EXERCISE DIRECTIONS =>
Reproduce every record below exactly, without the pictures.

Dataset entries =>
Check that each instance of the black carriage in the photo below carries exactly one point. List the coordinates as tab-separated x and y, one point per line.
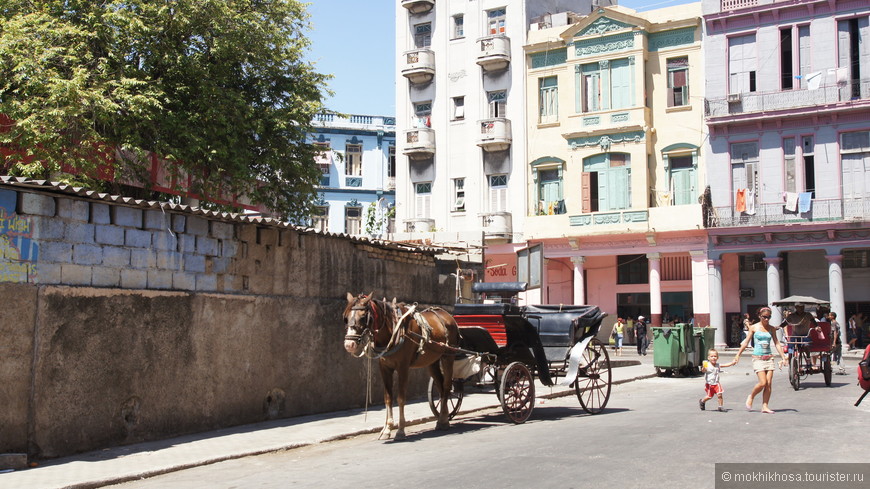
506	347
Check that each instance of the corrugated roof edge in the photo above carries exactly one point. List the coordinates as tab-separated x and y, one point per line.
46	186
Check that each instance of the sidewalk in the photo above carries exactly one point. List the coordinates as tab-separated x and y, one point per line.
120	464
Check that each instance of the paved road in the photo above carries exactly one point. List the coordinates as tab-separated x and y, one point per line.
652	434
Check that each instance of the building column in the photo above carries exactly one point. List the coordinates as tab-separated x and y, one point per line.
579	287
774	289
655	288
700	289
717	304
835	287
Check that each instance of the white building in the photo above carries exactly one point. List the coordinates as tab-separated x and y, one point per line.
357	189
460	110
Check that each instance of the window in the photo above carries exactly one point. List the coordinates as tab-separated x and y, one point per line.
741	64
498	193
320	218
423	35
458	108
678	82
530	265
605	85
549	99
495	21
605	183
423	200
744	161
632	269
458	194
458	26
353	159
855	157
353	220
497	103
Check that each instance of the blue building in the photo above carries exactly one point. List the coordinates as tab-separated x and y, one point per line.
357	188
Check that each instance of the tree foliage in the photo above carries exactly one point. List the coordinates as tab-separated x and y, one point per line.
218	86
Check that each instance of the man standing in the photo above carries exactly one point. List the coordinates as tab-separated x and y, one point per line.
640	335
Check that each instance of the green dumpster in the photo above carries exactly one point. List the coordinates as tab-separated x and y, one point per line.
671	348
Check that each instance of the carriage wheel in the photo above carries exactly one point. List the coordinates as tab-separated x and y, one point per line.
454	400
794	371
593	378
826	369
517	392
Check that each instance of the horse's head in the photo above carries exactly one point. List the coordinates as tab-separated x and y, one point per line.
358	318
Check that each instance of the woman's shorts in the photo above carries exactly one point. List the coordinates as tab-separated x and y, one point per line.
759	364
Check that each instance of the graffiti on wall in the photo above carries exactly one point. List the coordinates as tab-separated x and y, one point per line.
18	249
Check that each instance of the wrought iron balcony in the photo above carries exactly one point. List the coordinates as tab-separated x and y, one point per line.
495	134
419	65
495	52
418	6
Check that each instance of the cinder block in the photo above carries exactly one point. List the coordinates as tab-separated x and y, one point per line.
183	281
79	232
110	235
194	263
75	210
222	230
72	274
127	217
207	246
36	204
196	226
134	279
85	254
106	277
137	239
100	213
116	257
159	279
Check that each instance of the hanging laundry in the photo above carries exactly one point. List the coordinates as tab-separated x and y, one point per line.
791	201
750	202
740	202
804	201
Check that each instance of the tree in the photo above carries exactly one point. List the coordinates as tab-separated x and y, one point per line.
220	87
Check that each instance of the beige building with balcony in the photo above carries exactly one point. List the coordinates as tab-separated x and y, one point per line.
614	104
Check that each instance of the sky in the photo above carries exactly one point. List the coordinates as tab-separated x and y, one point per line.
354	41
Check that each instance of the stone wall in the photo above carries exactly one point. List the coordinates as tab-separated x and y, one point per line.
125	323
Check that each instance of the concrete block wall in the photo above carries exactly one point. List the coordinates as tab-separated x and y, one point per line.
124	324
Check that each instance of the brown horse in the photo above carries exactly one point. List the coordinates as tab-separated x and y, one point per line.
402	338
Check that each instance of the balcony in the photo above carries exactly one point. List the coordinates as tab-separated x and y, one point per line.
419	143
821	210
832	95
418	6
419	66
495	52
496	225
495	134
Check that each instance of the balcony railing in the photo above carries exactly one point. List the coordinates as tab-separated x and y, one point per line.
495	52
419	65
749	102
821	210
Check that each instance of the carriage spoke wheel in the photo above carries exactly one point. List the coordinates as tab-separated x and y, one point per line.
794	371
517	390
454	400
593	378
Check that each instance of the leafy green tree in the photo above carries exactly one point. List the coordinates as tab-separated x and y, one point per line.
219	86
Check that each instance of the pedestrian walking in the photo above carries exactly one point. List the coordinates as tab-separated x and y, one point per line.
712	386
640	335
765	340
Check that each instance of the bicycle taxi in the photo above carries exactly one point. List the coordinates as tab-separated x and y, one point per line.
808	353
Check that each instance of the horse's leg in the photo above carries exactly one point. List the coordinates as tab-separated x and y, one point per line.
387	378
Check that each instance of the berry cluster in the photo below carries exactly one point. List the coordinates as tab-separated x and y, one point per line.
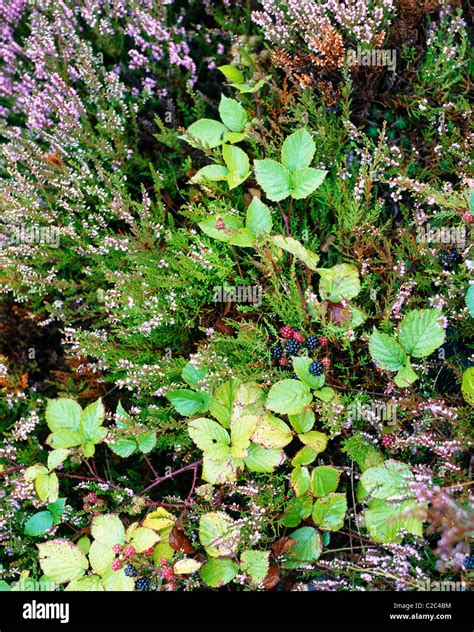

TASK ANSWER =>
Check that each instance of the black carriage in the photo below carries exactly one point. List the coordinates as tab-separated x and y, one point per line.
506	347
Check that each instance of the corrugated roof edge in the photo above carries exactly one point. List the coordinates as tab-separated x and y, one point per line.
46	186
Check that each instance of the sidewalk in the photo above carries exactly one point. List the coordinates as tab-separated x and y, one point per line.
120	464
Check that each instance of the paved road in the photo above carries exactly one point. List the coordinates as tab-separated x and y, one point per line.
652	434
Check that each instance of the building column in the photo above carries exactly one point. List the coordinates as tab-separated x and y, one point per line.
579	287
774	289
655	288
700	289
717	304
835	287
Check that each instance of the white building in the photo above carries exactly one point. List the coordinates as tab-separated x and y, one point per line.
357	189
460	110
Check that each instance of the window in the photo above carries exactly one point. List the coordinates as tab-separated x and y, one point per line.
741	64
498	193
320	218
423	35
458	108
678	82
530	265
605	85
549	99
495	21
605	183
423	200
744	161
632	269
458	194
458	26
353	159
855	157
353	220
497	103
Check that each instance of the blue building in the photo above carries exactly one point. List the coordinates as tab-separated x and y, one point per line.
357	188
Check that each instance of the tree foliage in the photo above carries exactly one point. List the coordinates as tab-separated x and y, one point per line.
218	86
Check that each instance of the man standing in the photo above carries exactly one point. List the coordinates as tab-separated x and y, one point per line.
640	335
Check that each instance of the green dumpster in the photo above carries exactly one point. List the coordinates as tab-separated x and y, one point per line.
671	348
Check that each instance of the carriage wheel in the photo above carries exactly one point. List the coordinates as tab-separated x and y, one point per line.
454	400
794	371
593	378
826	369
517	392
Check that each instance of the horse's head in the photo above carries exactly one point. List the coordinates as tab-separated x and y, one point per line.
358	318
Check that each instance of the woman's shorts in the photo above carries exactly one point. List the coordinates as tab-separated x and y, one point per line.
759	364
Check that each instance of the graffiti on wall in the photo above carries exactly one point. List the coordinates as tab-separated x and y, one point per line.
18	249
Check that each instance of the wrought iron balcony in the photo above carries exactly one point. List the coordinates as tab-separated x and y, one point per line.
495	134
419	65
495	52
418	6
Check that each instance of the cinder block in the photo above carries exactly one point. List the coordinates as tab-separated x and y, one point per line.
183	281
79	232
110	235
194	263
75	210
222	230
72	274
127	217
207	246
36	204
196	226
134	279
85	254
106	277
137	239
100	213
116	257
159	279
Check that each instance of the hanging laundry in the photo above carries exactly one point. List the coordinates as tab-separated x and y, one point per line.
791	201
750	202
740	202
804	201
Check that each instance of the tree in the photo above carries exactly one point. List the coordinates as tab-separated x and y, one point per line.
220	87
Check that each instance of the beige building with balcony in the photo above carries exactly one point. List the coordinates as tab-separated x and y, one point per line.
614	104
Check that each instance of the sky in the photo above carries exactly one point. List the coordinates as tab-separated x and y, one point per line.
354	41
Check that each instance of the stone wall in the photo above carries exactly one point. List the coordinates as tab-separated x and y, one point per line.
125	323
Check that each instance of the concrete block wall in the photo above carries exactly one point. List the coordinates as tab-separated x and y, one point per line.
124	324
Check that each instance of the brown horse in the photo above carries exactly one point. List the coordinates as tab-separated x and y, one point per line.
402	338
Check that each instance of the balcony in the photo above carries exactly one point. List the coordinates as tab-separated x and y, one point per line.
419	143
821	210
832	95
418	6
419	66
495	52
496	225
495	134
Check that each instance of the balcony railing in the photo above carries exactly one point. List the coordinates as tab-separated x and y, one point per line.
495	52
419	65
749	102
821	210
Check that each instance of the carriage spoke wheel in the photo above carries exactly one point. List the coordinates as tab-separated x and y, one point per line.
794	371
517	390
454	400
593	378
Check that each instance of the leafy green tree in the photo above carries exactly one point. List the coordinates as tab-separated x and y, one point per line.
219	86
Check that each instance of the pedestrian walking in the photo above carries exactly one point. List the coordinates as tab-separated x and y, one point per line.
712	386
640	335
765	340
Check that each instance of the bicycle taxi in the photo above carries exactly one point. List the coordinates as tab-separated x and y, one point per line.
808	353
Check that each instance of the horse's leg in the photo above carries exactly one point. List the coordinates as tab-separated x and y, one point per line.
387	378
Check that each instance of the berry cluster in the photo below carries exactly one point. List the coordinates as tab-separated x and y, one point per line.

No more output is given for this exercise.